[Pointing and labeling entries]
━━━━━━

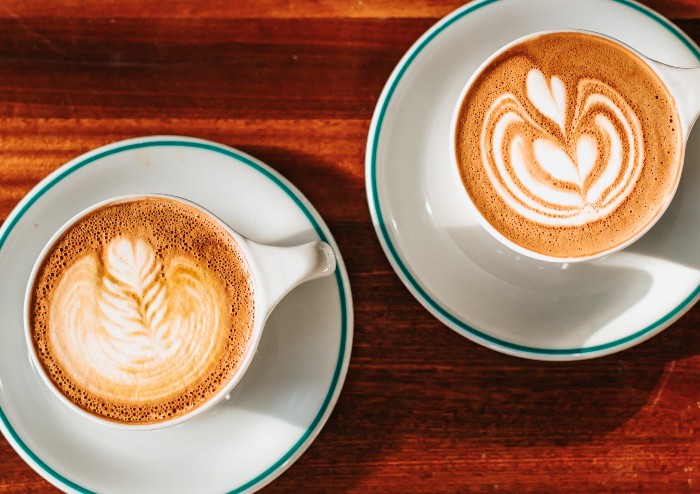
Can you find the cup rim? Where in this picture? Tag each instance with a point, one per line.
(475, 211)
(259, 314)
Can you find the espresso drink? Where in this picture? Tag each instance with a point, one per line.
(568, 144)
(142, 311)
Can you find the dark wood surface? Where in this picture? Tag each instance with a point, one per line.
(295, 82)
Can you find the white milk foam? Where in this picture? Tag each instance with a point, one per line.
(567, 178)
(135, 330)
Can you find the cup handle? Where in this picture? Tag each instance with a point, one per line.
(281, 269)
(684, 85)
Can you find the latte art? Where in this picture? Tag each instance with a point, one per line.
(142, 311)
(577, 174)
(568, 144)
(147, 330)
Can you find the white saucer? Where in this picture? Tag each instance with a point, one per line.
(453, 267)
(285, 397)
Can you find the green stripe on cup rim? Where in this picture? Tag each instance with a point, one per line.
(270, 174)
(390, 250)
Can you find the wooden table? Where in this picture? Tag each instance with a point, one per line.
(295, 82)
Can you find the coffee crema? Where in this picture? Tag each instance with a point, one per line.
(143, 310)
(568, 144)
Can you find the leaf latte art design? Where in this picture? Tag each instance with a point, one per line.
(561, 162)
(131, 328)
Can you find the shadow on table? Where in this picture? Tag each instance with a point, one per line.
(417, 389)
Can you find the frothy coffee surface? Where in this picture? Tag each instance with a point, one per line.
(143, 310)
(568, 144)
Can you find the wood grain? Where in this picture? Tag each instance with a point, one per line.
(295, 82)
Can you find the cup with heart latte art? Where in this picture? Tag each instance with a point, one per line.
(144, 311)
(569, 144)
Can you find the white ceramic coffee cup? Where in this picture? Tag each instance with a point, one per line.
(684, 86)
(276, 271)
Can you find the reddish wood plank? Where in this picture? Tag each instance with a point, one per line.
(277, 9)
(294, 82)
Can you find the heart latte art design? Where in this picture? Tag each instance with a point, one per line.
(128, 327)
(574, 167)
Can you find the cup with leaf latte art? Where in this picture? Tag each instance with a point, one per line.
(145, 311)
(570, 145)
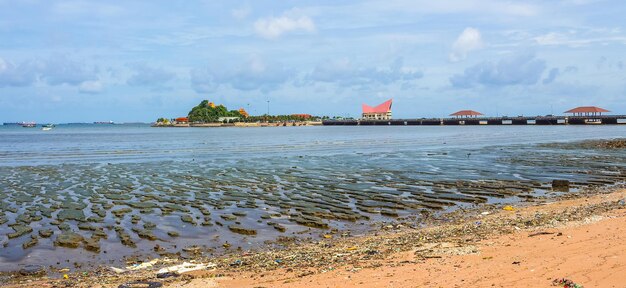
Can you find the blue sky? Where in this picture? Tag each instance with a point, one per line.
(66, 61)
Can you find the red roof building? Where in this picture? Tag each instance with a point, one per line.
(466, 114)
(587, 111)
(303, 116)
(380, 112)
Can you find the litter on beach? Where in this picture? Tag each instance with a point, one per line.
(186, 267)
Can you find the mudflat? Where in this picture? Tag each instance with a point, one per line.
(582, 240)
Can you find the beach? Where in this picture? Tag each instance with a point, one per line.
(300, 201)
(580, 239)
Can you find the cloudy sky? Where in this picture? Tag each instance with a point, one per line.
(73, 60)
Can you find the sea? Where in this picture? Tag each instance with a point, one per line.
(125, 189)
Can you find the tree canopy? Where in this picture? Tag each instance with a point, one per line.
(207, 112)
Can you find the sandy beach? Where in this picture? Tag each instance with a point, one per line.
(581, 239)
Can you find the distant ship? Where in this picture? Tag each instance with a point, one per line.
(47, 127)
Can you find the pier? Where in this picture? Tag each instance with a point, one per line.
(522, 120)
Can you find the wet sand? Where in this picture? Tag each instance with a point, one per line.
(591, 252)
(582, 239)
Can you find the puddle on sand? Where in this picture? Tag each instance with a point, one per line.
(126, 209)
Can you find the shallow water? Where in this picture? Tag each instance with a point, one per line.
(303, 179)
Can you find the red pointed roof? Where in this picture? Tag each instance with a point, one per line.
(382, 108)
(587, 109)
(466, 113)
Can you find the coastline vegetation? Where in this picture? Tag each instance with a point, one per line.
(209, 112)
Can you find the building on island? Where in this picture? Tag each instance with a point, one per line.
(380, 112)
(466, 114)
(587, 111)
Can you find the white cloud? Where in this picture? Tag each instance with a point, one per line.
(241, 13)
(469, 40)
(274, 27)
(574, 40)
(90, 87)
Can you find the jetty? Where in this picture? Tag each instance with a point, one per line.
(536, 120)
(586, 115)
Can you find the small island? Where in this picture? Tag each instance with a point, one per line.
(208, 114)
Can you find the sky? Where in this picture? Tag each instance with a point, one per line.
(126, 61)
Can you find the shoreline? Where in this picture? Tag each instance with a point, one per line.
(239, 124)
(461, 234)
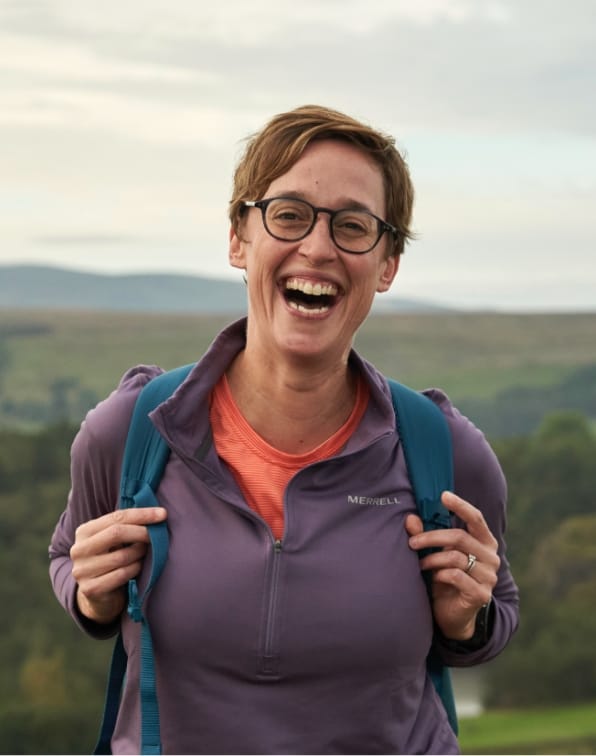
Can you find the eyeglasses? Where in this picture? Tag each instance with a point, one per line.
(291, 219)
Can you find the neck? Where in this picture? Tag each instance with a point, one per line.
(294, 408)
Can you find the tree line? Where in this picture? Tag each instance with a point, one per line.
(52, 686)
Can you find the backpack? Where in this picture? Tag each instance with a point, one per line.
(426, 441)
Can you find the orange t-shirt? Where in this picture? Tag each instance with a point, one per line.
(261, 471)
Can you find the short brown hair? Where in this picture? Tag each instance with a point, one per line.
(272, 151)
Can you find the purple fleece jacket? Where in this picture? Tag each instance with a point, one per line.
(316, 644)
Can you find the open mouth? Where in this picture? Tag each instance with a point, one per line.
(305, 296)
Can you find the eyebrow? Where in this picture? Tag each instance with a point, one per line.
(349, 205)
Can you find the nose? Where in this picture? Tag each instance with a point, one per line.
(318, 246)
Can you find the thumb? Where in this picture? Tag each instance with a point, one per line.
(413, 525)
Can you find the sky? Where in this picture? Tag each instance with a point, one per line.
(121, 123)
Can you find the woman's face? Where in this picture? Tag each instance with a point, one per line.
(340, 286)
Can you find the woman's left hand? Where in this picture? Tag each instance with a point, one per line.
(464, 569)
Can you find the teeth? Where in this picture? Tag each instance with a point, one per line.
(309, 310)
(316, 290)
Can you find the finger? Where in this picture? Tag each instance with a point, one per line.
(481, 572)
(110, 538)
(95, 566)
(471, 592)
(471, 515)
(99, 588)
(413, 525)
(132, 516)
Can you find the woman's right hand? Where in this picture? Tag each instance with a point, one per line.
(106, 554)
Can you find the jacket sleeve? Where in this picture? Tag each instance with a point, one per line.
(479, 479)
(96, 457)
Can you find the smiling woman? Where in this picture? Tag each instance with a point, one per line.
(296, 546)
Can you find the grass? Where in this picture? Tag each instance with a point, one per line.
(469, 355)
(557, 730)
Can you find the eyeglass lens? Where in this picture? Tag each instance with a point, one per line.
(293, 219)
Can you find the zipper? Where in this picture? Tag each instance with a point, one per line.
(269, 658)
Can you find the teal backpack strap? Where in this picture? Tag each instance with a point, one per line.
(145, 457)
(426, 443)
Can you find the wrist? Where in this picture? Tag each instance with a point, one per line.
(103, 612)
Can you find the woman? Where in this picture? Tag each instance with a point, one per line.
(290, 618)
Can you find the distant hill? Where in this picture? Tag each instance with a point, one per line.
(46, 287)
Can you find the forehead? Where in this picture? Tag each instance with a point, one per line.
(334, 173)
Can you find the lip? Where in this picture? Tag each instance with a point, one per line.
(308, 296)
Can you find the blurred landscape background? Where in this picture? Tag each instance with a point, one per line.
(528, 380)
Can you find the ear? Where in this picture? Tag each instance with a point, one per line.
(236, 252)
(389, 269)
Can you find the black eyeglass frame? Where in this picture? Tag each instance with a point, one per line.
(382, 226)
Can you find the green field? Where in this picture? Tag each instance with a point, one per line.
(469, 355)
(561, 730)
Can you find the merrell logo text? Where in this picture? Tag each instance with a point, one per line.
(373, 501)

━━━━━━

▶ **Your task**: Repeat the line that contains "Can you find the woman?", then every line after it until the records end, with nothing added.

▶ **Answer below**:
Can you find the woman? Where in this picture? Tag each instance with a point, one per line.
(290, 618)
Can you find the distant hill? Where in this picture? Tag each instance with a point, one per line.
(46, 287)
Can you find the forehead? Where in this picture? Tag each instance with a point, one per line.
(334, 173)
Can you find the lip? Where in this picture? Tag each instance with a point, one per line.
(308, 296)
Can you find the blurred landscape background? Where in this picture? Tag each instance with a point, one per line.
(528, 380)
Can you find the ear? Where in this picture? Tag each instance with a point, one per line.
(236, 252)
(389, 269)
Can you find the black eyeglass frame? Where in this picture? Tag each instance with a point, one per line.
(382, 226)
Can you find the green field? Where in this picture? Tag each instance with a point, one per line.
(469, 355)
(561, 730)
Can you find the merrell logo text? Where in this picture? Tag each instance with a point, one per line.
(373, 501)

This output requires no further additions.